----- Task input -----

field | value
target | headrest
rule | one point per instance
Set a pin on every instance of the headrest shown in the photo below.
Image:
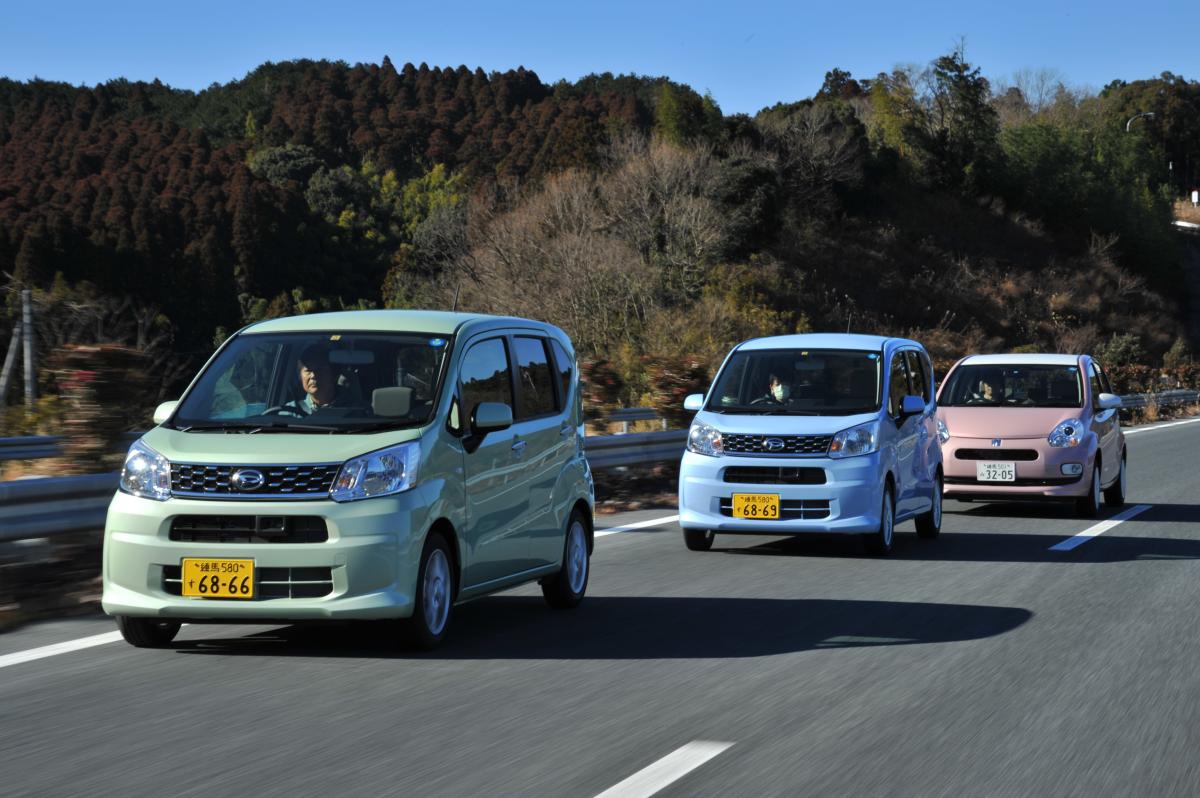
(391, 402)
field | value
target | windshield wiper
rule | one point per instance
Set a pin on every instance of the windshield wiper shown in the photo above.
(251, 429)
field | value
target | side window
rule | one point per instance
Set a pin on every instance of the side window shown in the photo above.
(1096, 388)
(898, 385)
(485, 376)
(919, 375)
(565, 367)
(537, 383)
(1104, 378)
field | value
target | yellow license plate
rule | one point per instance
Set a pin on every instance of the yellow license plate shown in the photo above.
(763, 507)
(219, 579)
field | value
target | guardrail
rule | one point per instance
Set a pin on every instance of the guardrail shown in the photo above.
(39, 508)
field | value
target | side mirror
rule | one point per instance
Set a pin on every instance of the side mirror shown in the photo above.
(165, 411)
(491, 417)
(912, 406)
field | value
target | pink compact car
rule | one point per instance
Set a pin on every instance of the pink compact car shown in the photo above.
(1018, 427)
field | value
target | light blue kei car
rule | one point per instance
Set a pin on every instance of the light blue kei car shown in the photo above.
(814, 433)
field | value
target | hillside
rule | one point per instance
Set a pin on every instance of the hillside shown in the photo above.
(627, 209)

-----

(What you will do)
Make an exact copy of the data, leaving its pictures out.

(Final answer)
field | value
target | headrest
rule | one point per instance
Set a pin on every instance of the headrest shown in the photo below.
Image:
(391, 402)
field | value
target | windshield wiper
rule | one point per instance
Set a pin on every instance of the windshield wiper shown in the photo above.
(251, 429)
field | value
target | side window
rule | one point per instance
Set a pin on every instance of the side window shown in the photo above.
(1096, 388)
(898, 385)
(485, 376)
(919, 375)
(565, 367)
(537, 383)
(1104, 378)
field | value
target | yellow license plate
rule | one point per instance
Set a pin on every instance of the yellow license plate shown in the photo above.
(763, 507)
(219, 579)
field | value
target | guardrail
rule | one point per instance
Set a pin on every instance of the guardrail shown in the photo above.
(39, 508)
field | value
target | side mirror
rule | one point per instance
Set a pin on every instance of the side mirror shown in the photo above.
(165, 411)
(491, 417)
(912, 406)
field | value
target | pink compact car
rule | one point per instance
Set a pin on every instance of the pink compact car shown in the photo above.
(1018, 427)
field | value
target | light blue kei car
rule | one point per instance
Set a pin on every instance of the light blue kei car shown in the photo above.
(814, 433)
field | value
target | hillside
rule | one point per instance
Set a pin on every instance of the hillside shown in the photo above.
(627, 209)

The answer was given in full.